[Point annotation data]
++++++

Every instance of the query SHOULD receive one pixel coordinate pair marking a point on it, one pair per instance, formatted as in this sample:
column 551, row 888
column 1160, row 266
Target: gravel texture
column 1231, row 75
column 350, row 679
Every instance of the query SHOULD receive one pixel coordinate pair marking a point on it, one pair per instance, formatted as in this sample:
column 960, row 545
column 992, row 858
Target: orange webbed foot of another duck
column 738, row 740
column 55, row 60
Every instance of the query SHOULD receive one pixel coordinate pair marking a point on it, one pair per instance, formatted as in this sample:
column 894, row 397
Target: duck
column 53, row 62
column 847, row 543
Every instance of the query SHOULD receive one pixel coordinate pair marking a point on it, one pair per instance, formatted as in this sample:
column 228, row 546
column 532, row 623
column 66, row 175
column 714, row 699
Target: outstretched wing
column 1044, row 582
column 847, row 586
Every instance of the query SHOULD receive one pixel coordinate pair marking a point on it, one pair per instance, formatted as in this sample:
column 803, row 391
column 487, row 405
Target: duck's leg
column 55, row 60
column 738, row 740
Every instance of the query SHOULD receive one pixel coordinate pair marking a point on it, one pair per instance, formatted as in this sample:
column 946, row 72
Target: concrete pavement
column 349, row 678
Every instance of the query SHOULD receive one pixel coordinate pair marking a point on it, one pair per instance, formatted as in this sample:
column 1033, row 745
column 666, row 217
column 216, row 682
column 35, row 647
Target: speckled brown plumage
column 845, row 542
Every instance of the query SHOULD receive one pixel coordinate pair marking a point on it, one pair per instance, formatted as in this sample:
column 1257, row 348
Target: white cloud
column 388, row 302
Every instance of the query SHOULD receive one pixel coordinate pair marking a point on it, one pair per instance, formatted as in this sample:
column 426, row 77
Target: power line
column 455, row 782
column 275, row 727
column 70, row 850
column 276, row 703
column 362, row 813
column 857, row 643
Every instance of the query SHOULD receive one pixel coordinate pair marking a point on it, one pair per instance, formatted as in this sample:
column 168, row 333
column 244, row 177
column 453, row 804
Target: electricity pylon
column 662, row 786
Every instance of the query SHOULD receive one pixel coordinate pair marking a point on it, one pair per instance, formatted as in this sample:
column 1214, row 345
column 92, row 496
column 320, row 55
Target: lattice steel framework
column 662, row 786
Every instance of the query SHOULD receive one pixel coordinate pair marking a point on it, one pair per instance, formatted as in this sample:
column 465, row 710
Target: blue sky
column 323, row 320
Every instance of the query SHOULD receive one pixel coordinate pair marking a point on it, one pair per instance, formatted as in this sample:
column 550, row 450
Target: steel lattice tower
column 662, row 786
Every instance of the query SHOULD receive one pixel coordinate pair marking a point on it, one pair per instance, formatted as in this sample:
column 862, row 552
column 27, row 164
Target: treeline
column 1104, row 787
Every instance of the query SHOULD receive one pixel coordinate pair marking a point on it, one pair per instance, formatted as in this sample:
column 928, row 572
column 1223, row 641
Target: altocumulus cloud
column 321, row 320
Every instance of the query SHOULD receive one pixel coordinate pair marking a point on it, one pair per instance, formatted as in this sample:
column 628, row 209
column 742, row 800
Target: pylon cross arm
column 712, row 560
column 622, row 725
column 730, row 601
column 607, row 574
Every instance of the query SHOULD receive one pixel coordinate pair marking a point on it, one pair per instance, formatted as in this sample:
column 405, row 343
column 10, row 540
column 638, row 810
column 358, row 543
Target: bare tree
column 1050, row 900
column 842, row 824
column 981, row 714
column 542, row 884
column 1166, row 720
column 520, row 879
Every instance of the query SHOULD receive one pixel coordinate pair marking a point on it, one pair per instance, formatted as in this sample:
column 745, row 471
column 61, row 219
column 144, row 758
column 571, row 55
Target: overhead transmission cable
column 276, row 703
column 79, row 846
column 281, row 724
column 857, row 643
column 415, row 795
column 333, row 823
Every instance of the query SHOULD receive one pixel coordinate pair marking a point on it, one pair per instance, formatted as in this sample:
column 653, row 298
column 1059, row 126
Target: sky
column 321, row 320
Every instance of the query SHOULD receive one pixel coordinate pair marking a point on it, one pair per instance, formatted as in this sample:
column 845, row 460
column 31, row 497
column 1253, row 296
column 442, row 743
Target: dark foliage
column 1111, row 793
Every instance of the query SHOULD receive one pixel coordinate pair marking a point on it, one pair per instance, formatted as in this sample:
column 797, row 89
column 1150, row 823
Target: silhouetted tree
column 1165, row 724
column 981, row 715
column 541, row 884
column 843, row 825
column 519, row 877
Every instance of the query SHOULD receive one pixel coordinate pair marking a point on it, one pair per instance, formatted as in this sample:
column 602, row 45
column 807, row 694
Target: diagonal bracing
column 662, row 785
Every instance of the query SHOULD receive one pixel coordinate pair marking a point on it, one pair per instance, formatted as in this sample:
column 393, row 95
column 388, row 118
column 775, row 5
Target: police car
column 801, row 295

++++++

**WHAT TO DO:** Can you reproduce all of the items above line for line, without changing anything?

**OUTPUT OF THE EXERCISE:**
Every instance of the query SHOULD receive one pixel coordinate pair marking a point on it, one pair per instance, formatted as in this sample:
column 551, row 888
column 1160, row 266
Target: gravel texture
column 1231, row 75
column 350, row 679
Every instance of the query SHOULD receive one pixel coordinate pair marking a point on it, one pair per instance, formatted as in this sample:
column 960, row 545
column 992, row 858
Target: orange webbed foot of another duck
column 738, row 740
column 55, row 60
Every instance of the query SHOULD receive one pixel coordinate pair marking a point on it, one pair per instance, formatted as in this sample:
column 894, row 397
Target: duck
column 53, row 62
column 847, row 543
Every instance of the query SHOULD receive one pixel coordinate pair marking a point on it, one pair per instance, formatted as in this sample:
column 228, row 546
column 532, row 623
column 66, row 175
column 714, row 699
Target: outstretched wing
column 1044, row 582
column 847, row 586
Every instance of the query SHOULD receive one pixel coordinate pair marking a point on it, one pair per instance, formatted as in this sample:
column 803, row 391
column 487, row 405
Target: duck's leg
column 55, row 60
column 738, row 740
Every instance of the query SHOULD receive one pixel coordinate pair marking a point on it, one pair per instance, formatted as in this sample:
column 946, row 72
Target: concrete pavement
column 349, row 678
Every instance of the query SHOULD receive one pixel coordinate pair marking a point on it, one pair per instance, formatted as in this sample:
column 1033, row 745
column 666, row 217
column 216, row 682
column 35, row 647
Target: speckled brown plumage
column 845, row 542
Every instance of the query SHOULD receive one pixel coordinate pair marking a point on it, one pair per instance, formatted as in this sample:
column 1257, row 348
Target: white cloud
column 388, row 302
Every instance of the query SHOULD receive one pixel coordinate pair marking a point on it, one pair per instance, formatted as in this sample:
column 426, row 77
Target: power line
column 455, row 782
column 275, row 727
column 70, row 850
column 276, row 703
column 362, row 813
column 857, row 643
Every instance of the query SHOULD receive one pixel coordinate pair marking a point on it, one pair per instance, formatted as in this sample:
column 168, row 333
column 244, row 177
column 453, row 804
Target: electricity pylon
column 662, row 786
Every instance of the query SHOULD receive one pixel coordinate pair marking a point on it, one pair per instance, formatted as in this sample:
column 1214, row 345
column 92, row 496
column 320, row 55
Target: lattice steel framework
column 662, row 786
Every instance of the query SHOULD receive one pixel coordinate pair marking a point on it, one pair per instance, formatted as in this sample:
column 465, row 710
Target: blue sky
column 323, row 320
Every instance of the query SHOULD receive one pixel coordinate pair marking a point on it, one pair per instance, formatted as in this sample:
column 550, row 450
Target: steel lattice tower
column 662, row 786
Every instance of the query SHOULD receive one pixel coordinate pair marking a point on it, one pair per instance, formatted as in this sample:
column 862, row 552
column 27, row 164
Target: treeline
column 1104, row 787
Every instance of the query SHOULD receive one pixel coordinate pair marking a point on it, one pair per instance, formatted as in this sample:
column 928, row 572
column 1223, row 641
Target: altocumulus cloud
column 321, row 320
Every instance of the query SHOULD receive one pixel coordinate pair marking a point on it, one pair per instance, formatted as in this sample:
column 628, row 209
column 742, row 800
Target: pylon cross arm
column 712, row 560
column 622, row 725
column 730, row 601
column 607, row 574
Every instance of the query SHOULD receive one pixel coordinate pair marking a point on it, one pair per instance, formatted as in this sample:
column 405, row 343
column 10, row 540
column 638, row 810
column 358, row 543
Target: bare tree
column 1050, row 900
column 842, row 824
column 981, row 714
column 542, row 884
column 1166, row 720
column 520, row 879
Every instance of the query SHOULD receive one pixel coordinate pair marking a point on it, one pair per instance, formatted as in this sample:
column 745, row 471
column 61, row 219
column 144, row 758
column 571, row 55
Target: overhead transmission cable
column 276, row 703
column 79, row 846
column 281, row 724
column 857, row 643
column 415, row 795
column 333, row 823
Every instance of the query SHOULD receive one pixel coordinate pair marking a point on it, one pair per instance, formatted as in this sample:
column 653, row 298
column 1059, row 126
Target: sky
column 321, row 320
Every instance of the query SHOULD receive one pixel coordinate pair marking a point on it, one pair per instance, formatted as in this sample:
column 845, row 460
column 31, row 497
column 1253, row 296
column 442, row 743
Target: dark foliage
column 1111, row 793
Every instance of the query SHOULD receive one pixel coordinate pair marking a point on it, one pair per instance, formatted as in this sample:
column 797, row 89
column 1150, row 823
Target: silhouetted tree
column 1165, row 724
column 981, row 715
column 541, row 884
column 843, row 825
column 519, row 877
Every instance of the query SHOULD receive one pixel coordinate pair marking a point on it, one pair per instance, formatted as in this sample:
column 602, row 45
column 807, row 694
Target: diagonal bracing
column 662, row 785
Every instance of the query SHOULD receive one pixel coordinate pair marking a point on it, one pair per instance, formatted as in this sample:
column 393, row 95
column 388, row 118
column 775, row 5
Target: police car
column 801, row 295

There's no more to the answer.